▶ [Görev Gereksinimleri]:
(1) Kaynak metne göre Kılıçdaroğlu, Demirtaş hakkındaki sözlerini hangi toplantıda söylemiştir?
(2) Kaynak metinde "CHP Genel Başkanı" sözlerinin geçtiği yerden başlayıp "sert tepkiler geldi." sözlerinden sonra durarak bu bölümü aynen yazın.

▶ [Kaynak Metin]:
:::::
Şehit ailelerinden ve gazilerden Kılıçdaroğlu'na: Mehmetçiğe kurşun sıkanlara şeref madalyası takıyor
Kılıçdaroğlu’nun, tutuklu eski HDP Eş Başkanı Demirtaş ile ilgili ifadelerine, gazilerden sert tepki geldi. Gaziler, Kılıçdaroğlu’nun terörle bağlantısı açık bir şekilde ortada olan bir kişiye 'şeref madalyasını' layık görmesinin milletimizi derinden yaraladığını ifade ettiler.
CHP Genel Başkanı Kemal Kılıçdaroğlu’nun eski HDP Eş Genel Başkanı Selahattin Demirtaş hakkındaki sözlerine, şehit yakınları ve gazilerden çok sert tepkiler geldi.
Kılıçdaroğlu, partisinin salı günü yapılan grup toplantısında şöyle konuşmuştu: “Seni başkan yaptırmayacağız, dedi. Madem sen beni yaptırmayacaksın o zaman içeride kalacaksın diyor. Sanıyor ki Osman Kavala da Selahattin Demirtaş da ben ettim sen etme diyecekler. Asla demezler. Haksız yere içeride tutulanlar içeride kaldıkları süreyi göğüslerinde hep bir şeref madalyası olarak taşıyacaklardır.”
:::::
Nokta işaretleme kümesinden girdiler
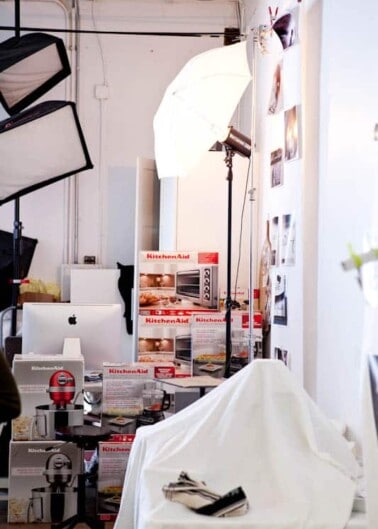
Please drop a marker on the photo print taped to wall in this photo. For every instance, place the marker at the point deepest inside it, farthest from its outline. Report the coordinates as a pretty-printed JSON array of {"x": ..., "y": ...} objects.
[
  {"x": 275, "y": 240},
  {"x": 292, "y": 139},
  {"x": 276, "y": 167},
  {"x": 280, "y": 300},
  {"x": 276, "y": 96},
  {"x": 288, "y": 242},
  {"x": 282, "y": 354},
  {"x": 286, "y": 28}
]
:::::
▶ [Görev Yanıtları]:
(1) Partisinin salı günü yapılan grup toplantısında.

(2)
CHP Genel Başkanı Kemal Kılıçdaroğlu’nun eski HDP Eş Genel Başkanı Selahattin Demirtaş hakkındaki sözlerine, şehit yakınları ve gazilerden çok sert tepkiler geldi.